PROBLEM DETAILS >> Select every line in the records below that contains the string "hand", and copy each of those lines. Only matches with the same uppercase and lowercase letters count.
>> Begin DATA LISTING
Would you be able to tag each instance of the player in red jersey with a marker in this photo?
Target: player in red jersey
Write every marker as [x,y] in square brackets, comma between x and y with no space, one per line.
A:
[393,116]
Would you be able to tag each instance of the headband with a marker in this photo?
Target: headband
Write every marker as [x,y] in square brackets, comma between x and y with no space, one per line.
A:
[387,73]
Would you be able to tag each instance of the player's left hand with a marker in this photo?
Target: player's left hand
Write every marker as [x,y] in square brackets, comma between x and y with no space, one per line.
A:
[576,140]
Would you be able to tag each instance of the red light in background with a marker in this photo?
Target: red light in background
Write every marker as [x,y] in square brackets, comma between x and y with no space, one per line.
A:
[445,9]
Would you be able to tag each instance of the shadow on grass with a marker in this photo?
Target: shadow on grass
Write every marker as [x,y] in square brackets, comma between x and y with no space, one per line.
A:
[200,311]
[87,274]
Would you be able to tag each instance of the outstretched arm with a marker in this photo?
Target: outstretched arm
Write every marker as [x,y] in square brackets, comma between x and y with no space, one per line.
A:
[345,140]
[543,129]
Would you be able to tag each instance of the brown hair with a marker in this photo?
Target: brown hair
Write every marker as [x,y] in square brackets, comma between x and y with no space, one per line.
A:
>> End DATA LISTING
>> Begin DATA LISTING
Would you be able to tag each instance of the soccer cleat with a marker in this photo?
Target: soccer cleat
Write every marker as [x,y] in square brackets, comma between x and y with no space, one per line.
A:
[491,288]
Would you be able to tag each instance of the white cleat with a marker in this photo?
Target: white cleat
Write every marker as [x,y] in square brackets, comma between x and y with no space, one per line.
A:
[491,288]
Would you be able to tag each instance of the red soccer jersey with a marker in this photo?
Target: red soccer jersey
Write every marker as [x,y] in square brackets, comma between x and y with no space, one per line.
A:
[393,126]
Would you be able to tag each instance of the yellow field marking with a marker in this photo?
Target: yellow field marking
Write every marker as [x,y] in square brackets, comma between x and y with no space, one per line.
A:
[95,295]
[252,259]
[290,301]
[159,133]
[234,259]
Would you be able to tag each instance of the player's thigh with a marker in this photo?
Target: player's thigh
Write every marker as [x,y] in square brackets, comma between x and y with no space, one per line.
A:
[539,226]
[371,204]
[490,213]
>> End DATA LISTING
>> Begin DATA LISTING
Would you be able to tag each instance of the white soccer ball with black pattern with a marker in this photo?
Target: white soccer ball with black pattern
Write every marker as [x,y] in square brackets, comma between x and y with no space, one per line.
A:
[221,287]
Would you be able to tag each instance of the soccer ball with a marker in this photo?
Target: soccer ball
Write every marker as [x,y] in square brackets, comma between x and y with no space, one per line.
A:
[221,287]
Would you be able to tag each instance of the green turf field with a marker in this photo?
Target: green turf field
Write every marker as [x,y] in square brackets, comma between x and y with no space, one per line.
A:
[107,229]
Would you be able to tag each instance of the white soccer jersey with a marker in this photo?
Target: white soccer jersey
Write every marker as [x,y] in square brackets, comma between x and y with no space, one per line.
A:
>> End DATA LISTING
RESPONSE TO THIS EXERCISE >>
Would you be able to tag each instance of the player's left hand with a marker in this photo?
Target: player's left hand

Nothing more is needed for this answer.